*Exercise aim*
Every entry that follows is to be duplicated exactly.
Given records: Begin
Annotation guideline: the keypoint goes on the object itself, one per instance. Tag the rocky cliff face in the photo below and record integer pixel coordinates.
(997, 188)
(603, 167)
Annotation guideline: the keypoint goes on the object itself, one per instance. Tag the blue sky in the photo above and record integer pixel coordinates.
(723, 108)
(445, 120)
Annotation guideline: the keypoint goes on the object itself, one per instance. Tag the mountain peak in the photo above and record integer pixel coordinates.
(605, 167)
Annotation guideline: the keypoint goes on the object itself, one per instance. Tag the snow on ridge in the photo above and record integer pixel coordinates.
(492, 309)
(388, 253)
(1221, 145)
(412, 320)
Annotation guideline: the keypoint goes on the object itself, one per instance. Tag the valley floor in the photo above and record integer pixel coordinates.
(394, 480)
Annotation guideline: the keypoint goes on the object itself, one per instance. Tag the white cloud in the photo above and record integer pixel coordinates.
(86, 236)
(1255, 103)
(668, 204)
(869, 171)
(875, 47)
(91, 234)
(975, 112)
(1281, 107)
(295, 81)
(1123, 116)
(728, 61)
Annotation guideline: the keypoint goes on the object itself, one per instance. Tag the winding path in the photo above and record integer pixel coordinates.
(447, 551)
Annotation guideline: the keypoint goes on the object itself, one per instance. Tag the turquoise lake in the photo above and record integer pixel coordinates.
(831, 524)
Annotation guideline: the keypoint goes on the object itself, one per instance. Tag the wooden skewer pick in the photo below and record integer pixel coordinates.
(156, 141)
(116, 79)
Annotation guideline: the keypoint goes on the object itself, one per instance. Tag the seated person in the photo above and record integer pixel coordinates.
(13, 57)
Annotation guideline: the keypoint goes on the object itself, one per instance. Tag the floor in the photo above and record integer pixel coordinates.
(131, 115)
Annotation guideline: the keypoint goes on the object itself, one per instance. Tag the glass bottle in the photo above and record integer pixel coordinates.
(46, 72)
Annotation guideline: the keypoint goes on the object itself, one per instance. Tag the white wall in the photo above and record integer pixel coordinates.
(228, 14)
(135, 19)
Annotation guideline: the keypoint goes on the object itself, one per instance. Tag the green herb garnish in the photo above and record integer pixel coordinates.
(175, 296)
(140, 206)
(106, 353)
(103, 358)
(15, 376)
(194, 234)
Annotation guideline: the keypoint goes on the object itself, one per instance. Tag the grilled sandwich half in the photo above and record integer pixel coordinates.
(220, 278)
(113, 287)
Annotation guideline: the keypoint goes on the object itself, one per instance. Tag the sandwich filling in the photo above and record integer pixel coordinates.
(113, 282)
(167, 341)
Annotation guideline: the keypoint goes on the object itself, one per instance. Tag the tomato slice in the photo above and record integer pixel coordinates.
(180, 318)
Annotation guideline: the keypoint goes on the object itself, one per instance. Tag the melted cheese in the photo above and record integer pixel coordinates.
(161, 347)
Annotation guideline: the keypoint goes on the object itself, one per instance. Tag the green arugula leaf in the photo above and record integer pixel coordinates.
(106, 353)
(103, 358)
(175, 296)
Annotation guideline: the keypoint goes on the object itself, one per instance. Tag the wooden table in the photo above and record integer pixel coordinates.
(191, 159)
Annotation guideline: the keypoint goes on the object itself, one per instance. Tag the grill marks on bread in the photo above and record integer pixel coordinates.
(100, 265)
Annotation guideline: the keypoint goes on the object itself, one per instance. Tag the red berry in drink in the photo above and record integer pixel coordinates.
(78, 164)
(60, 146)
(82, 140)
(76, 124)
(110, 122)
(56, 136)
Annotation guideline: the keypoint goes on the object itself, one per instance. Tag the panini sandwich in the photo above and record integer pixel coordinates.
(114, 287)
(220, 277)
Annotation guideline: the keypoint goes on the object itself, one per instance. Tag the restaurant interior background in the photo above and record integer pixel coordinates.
Given records: End
*Your solution*
Annotation guideline: the keypoint goes on the object itself, one per instance. Tag the rocky cliff face in the photo below and record integer pixel coordinates.
(997, 188)
(603, 167)
Annotation guideline: the keypoint goes on the object itself, one per instance. Tag the blue sky in the photo above and record integer pixel coordinates.
(723, 108)
(445, 120)
Annotation guideline: the keypoint goes on the object itself, one per instance. Tag the mountain peak in the photo above and record integer pixel coordinates.
(605, 167)
Annotation guideline: the keypoint goes on the object itself, one per instance. Tag the snow on ridge in the photo above and record integer pixel coordinates.
(492, 309)
(388, 253)
(1221, 145)
(412, 320)
Annotation guideline: the keypoint goes on the object itself, one per instance. Tag the valley floor in the photo above and record integer pixel coordinates.
(394, 480)
Annotation guideline: the keypoint goes on the object itself, one per instance. Tag the white cloud in the photo above and record integer pixel coordinates.
(86, 236)
(1255, 103)
(668, 204)
(869, 171)
(875, 47)
(91, 234)
(975, 112)
(1281, 107)
(295, 81)
(1123, 116)
(728, 61)
Annotation guideline: the keypoint goes on the object itself, one per instance. Tag the winding path in the photo above and record integer pixel coordinates.
(447, 551)
Annotation guideline: the keypoint goes on the object itself, one per instance. Tag the turquoise lake in the photo above and record integer pixel coordinates.
(831, 524)
Annotation guideline: the keypoint goes on the object itself, one per instance. Tag the wooden skewer pick in the photo below and record integer pixel coordinates.
(156, 141)
(116, 79)
Annotation guideline: the keypoint goes on the object itself, one per instance. Tag the seated person in the photo above and record integer pixel coordinates.
(13, 57)
Annotation guideline: the keypoint goes on the object itself, one per instance. Tag the floor in the photo above and record integer pixel coordinates.
(131, 115)
Annotation guideline: the keypoint goes on the object itself, one per instance. Tag the glass bottle in the photo above and record integer pixel coordinates.
(46, 72)
Annotation guideline: the keypoint goes on the object itself, one per instance. Tag the white wall in the photo above and record integer pixel coordinates.
(228, 14)
(135, 19)
Annotation guideline: the keypoint goes on the object itself, one per instance. Tag the green herb garnish in the photo above and record integer pixel coordinates.
(175, 296)
(140, 206)
(106, 353)
(103, 358)
(15, 376)
(194, 234)
Annotation guideline: the keypoint goes on the object itself, one per instance. Tag the grilled sandwich half in the photo above and record integer pixel coordinates.
(220, 278)
(113, 287)
Annotation guideline: the keypoint goes on the object itself, one per instance. Tag the sandwich filling in the photo above and record integer pixel coordinates.
(113, 282)
(167, 341)
Annotation guideline: the keypoint goes on the object itself, one per instance. Tag the tomato slice in the photo above and record integer pixel coordinates.
(180, 318)
Annotation guideline: the keypoint goes on the object itself, one per instance. Tag the melted cheese in the photo above and record integer pixel coordinates.
(161, 347)
Annotation guideline: the keypoint goes on the object itself, one per instance. Tag the green arugula leaf in the photo above and record integer pixel coordinates.
(106, 353)
(103, 358)
(175, 296)
Annotation guideline: the keypoint goes on the object itself, one per instance. Tag the wooden table in the photo above and record integer pixel coordinates.
(191, 159)
Annotation guideline: the keypoint goes on the object itself, one per instance. Tag the grill marks on bread in the photo above and record integer pixel coordinates.
(100, 265)
Annotation guideline: the keypoint goes on the object itself, one per instance. Tag the red berry in drink in the photo above and record integer pixel coordinates.
(78, 164)
(60, 146)
(82, 140)
(76, 124)
(110, 122)
(56, 136)
Annotation guideline: the keypoint goes on the object itself, one per instance. Tag the panini sandwich in the photo above and record integer pixel coordinates.
(114, 287)
(220, 277)
Annotation guideline: the keypoint goes on the object itself, one per instance. Tag the restaurant interior background in the photo above and record integer pixel coordinates.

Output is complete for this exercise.